Referring expression data
[Start of Attachment]

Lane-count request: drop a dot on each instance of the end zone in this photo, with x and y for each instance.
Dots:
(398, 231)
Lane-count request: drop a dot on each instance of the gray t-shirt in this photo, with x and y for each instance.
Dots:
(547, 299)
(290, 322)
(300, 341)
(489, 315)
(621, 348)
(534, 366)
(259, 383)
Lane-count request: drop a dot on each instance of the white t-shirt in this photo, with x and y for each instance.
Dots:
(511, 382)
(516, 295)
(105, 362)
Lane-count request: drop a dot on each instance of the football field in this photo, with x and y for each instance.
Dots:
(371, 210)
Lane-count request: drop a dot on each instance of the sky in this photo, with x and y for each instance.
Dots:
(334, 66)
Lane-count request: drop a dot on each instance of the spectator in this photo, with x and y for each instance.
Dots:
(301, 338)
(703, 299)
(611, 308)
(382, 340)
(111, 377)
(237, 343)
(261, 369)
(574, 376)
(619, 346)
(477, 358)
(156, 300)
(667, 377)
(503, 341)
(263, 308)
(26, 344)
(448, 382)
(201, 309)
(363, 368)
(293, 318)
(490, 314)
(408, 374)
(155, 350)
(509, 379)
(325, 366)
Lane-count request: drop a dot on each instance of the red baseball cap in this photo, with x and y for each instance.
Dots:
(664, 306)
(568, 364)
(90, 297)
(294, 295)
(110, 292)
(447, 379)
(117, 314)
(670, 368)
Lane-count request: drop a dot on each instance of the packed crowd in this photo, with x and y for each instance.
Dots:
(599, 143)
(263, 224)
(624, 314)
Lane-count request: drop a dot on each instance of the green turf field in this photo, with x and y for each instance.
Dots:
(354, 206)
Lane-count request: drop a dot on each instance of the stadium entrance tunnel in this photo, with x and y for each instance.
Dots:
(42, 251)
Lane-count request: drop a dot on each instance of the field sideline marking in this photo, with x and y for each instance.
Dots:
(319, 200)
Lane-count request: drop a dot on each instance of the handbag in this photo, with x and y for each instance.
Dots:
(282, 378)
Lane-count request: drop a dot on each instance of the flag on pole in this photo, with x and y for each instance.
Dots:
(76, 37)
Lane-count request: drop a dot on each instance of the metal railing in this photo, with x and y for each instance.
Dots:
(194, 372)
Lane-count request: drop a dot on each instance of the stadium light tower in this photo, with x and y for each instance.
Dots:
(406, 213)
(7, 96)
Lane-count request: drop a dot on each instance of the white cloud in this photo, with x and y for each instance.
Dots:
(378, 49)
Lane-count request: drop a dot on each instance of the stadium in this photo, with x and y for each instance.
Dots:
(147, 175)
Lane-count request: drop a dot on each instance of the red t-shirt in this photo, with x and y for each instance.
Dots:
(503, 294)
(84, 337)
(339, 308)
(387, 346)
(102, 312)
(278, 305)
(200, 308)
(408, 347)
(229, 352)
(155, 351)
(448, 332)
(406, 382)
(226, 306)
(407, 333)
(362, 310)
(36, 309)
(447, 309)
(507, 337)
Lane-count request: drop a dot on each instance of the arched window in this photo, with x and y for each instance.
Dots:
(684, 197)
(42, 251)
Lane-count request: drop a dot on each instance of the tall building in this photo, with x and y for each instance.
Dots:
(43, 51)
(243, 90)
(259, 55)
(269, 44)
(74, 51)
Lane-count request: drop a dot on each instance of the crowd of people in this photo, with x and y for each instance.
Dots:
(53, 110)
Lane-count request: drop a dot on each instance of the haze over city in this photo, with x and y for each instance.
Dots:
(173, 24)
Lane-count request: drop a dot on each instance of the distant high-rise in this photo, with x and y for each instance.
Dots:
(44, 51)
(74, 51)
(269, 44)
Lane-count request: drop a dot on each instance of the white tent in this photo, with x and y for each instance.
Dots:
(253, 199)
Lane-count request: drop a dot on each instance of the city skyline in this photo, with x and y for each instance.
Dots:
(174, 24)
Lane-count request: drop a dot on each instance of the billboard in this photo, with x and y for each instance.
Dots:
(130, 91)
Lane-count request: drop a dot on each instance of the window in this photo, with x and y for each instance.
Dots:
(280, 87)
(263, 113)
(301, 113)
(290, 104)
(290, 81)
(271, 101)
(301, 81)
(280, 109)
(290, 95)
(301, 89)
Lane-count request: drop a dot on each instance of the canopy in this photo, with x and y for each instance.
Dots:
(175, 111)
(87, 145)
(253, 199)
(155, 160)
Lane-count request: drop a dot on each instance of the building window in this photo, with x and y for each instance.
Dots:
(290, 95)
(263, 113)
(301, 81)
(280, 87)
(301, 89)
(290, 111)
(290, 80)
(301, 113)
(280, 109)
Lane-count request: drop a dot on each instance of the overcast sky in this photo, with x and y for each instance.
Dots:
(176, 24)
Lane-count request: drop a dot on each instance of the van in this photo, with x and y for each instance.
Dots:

[End of Attachment]

**Exercise requirements**
From the line containing "Lane-count request: drop a dot on each instance of the building" through the last line of the entries above, print every line exactly, including both ends, and nothing else.

**Reply to the task**
Lane-count request: drop a dot on each instance of the building window in this photo, with x and y for each instance.
Dots:
(290, 95)
(263, 113)
(301, 81)
(280, 87)
(301, 89)
(290, 111)
(290, 80)
(301, 113)
(280, 109)
Lane-count request: drop a dot on each instance of the overcast sky in this photo, with x and y for each instance.
Dots:
(176, 24)
Lane-count request: drop a dot on each instance of the van in this photo, with x and y for each instance.
Dots:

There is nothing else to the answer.